AIM OF THE TASK
Can you lay out the lines of the listing from the line with "[segment] lake" to the line with "POLYGON ((330 247, 330", both included, as a Markdown table with a Row column for the row number and a Line column for the text, leaving out blank lines?

DATA SECTION

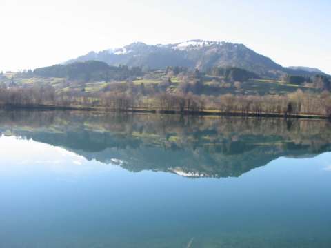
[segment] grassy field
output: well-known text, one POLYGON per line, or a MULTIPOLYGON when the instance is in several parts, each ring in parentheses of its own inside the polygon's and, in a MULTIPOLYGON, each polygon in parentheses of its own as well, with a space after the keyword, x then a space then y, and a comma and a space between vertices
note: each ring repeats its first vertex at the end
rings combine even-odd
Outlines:
MULTIPOLYGON (((317 93, 321 92, 321 90, 312 86, 288 84, 281 80, 275 79, 252 79, 236 85, 234 83, 225 82, 221 77, 205 76, 202 79, 205 87, 201 93, 207 95, 219 95, 229 93, 246 95, 286 94, 294 92, 298 89, 301 89, 303 92, 309 91, 317 93), (214 85, 218 85, 218 87, 212 87, 214 85)), ((155 85, 162 82, 168 82, 169 79, 171 83, 168 85, 167 91, 171 92, 175 92, 178 87, 183 83, 182 79, 177 76, 169 77, 162 71, 148 72, 143 78, 137 78, 133 80, 132 83, 134 85, 143 84, 146 87, 154 87, 155 85)), ((194 79, 189 80, 192 81, 194 79)), ((22 78, 19 77, 19 74, 15 73, 6 73, 0 77, 0 84, 1 85, 8 85, 14 83, 14 86, 18 87, 51 85, 54 87, 58 92, 85 89, 87 92, 98 92, 113 83, 114 81, 101 81, 82 84, 70 82, 63 78, 22 78)), ((116 83, 119 84, 128 83, 126 81, 116 81, 116 83)))

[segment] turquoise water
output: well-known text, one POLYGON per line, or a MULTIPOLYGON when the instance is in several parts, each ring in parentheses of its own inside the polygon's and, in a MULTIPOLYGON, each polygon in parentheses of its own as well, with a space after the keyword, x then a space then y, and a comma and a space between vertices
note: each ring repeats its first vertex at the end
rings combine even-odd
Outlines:
POLYGON ((330 125, 0 112, 0 247, 329 247, 330 125))

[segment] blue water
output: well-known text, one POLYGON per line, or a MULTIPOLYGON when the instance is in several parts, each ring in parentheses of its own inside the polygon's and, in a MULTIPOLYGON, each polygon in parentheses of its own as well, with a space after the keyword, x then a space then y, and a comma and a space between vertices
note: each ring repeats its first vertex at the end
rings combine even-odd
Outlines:
MULTIPOLYGON (((238 176, 208 174, 214 161, 204 158, 203 164, 197 162, 201 166, 197 176, 194 167, 189 171, 174 165, 177 157, 192 163, 189 155, 164 147, 159 149, 166 149, 168 161, 160 155, 159 161, 148 161, 147 168, 134 171, 135 163, 142 163, 138 161, 142 149, 161 152, 155 152, 157 137, 149 140, 147 148, 141 144, 74 151, 72 146, 35 141, 40 132, 43 136, 52 133, 54 123, 42 130, 15 123, 0 121, 3 133, 7 132, 0 138, 0 247, 331 246, 331 153, 327 150, 312 154, 307 147, 300 156, 292 150, 295 157, 279 156, 238 176), (105 154, 112 157, 106 159, 105 154), (130 167, 128 161, 132 161, 130 167), (160 169, 167 161, 170 169, 160 169)), ((70 135, 77 134, 72 127, 66 127, 70 135)), ((259 140, 265 141, 259 135, 259 140)), ((308 137, 314 146, 316 135, 308 137)), ((236 136, 234 142, 241 140, 236 136)), ((270 151, 279 152, 279 142, 268 143, 270 151)), ((254 143, 259 154, 261 143, 254 143)), ((190 146, 188 141, 183 145, 190 146)), ((197 148, 194 152, 208 155, 197 148)), ((234 159, 230 154, 225 155, 234 159)), ((212 157, 221 155, 216 152, 212 157)), ((243 167, 249 163, 241 162, 243 167)), ((221 167, 221 161, 214 166, 221 167)))

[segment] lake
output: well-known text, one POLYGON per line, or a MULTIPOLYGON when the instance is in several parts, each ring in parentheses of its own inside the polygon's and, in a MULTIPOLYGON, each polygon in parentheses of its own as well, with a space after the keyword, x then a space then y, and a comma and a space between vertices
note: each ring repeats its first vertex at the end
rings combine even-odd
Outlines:
POLYGON ((330 247, 330 127, 0 112, 0 247, 330 247))

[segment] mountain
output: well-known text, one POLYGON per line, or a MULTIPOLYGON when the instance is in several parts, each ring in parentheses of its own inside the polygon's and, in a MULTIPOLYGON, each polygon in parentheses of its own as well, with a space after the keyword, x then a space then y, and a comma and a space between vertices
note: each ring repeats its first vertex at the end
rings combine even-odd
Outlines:
POLYGON ((325 74, 323 72, 322 72, 321 70, 318 68, 309 68, 306 66, 289 66, 288 68, 292 69, 292 70, 299 70, 301 71, 305 71, 308 72, 316 72, 321 74, 325 74))
POLYGON ((89 81, 91 80, 123 80, 130 76, 141 76, 142 72, 141 68, 110 66, 101 61, 87 61, 37 68, 33 71, 33 74, 42 77, 59 77, 89 81))
POLYGON ((66 63, 89 60, 103 61, 110 65, 152 69, 184 66, 205 70, 213 67, 237 67, 267 77, 279 77, 285 74, 311 76, 317 72, 283 68, 243 44, 199 39, 168 45, 137 42, 121 48, 90 52, 66 63))

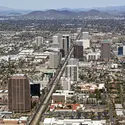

WORKED SOLUTION
| Row | Line |
|---|---|
| 1 | [segment] lake |
| 2 | output: well-known text, one POLYGON per line, or a MULTIPOLYGON when the instance is in several parts, each ring in parentheses of its own inside the polygon's and, in a MULTIPOLYGON, each polygon in parentheses of its own as well, with a space after the keyword, x then a space then y, and a comma and a space between vertices |
| 3 | note: each ring repeats its first vertex at the end |
| 4 | rings combine even-odd |
| 5 | Outlines: |
| 6 | POLYGON ((330 247, 330 127, 0 112, 0 247, 330 247)) |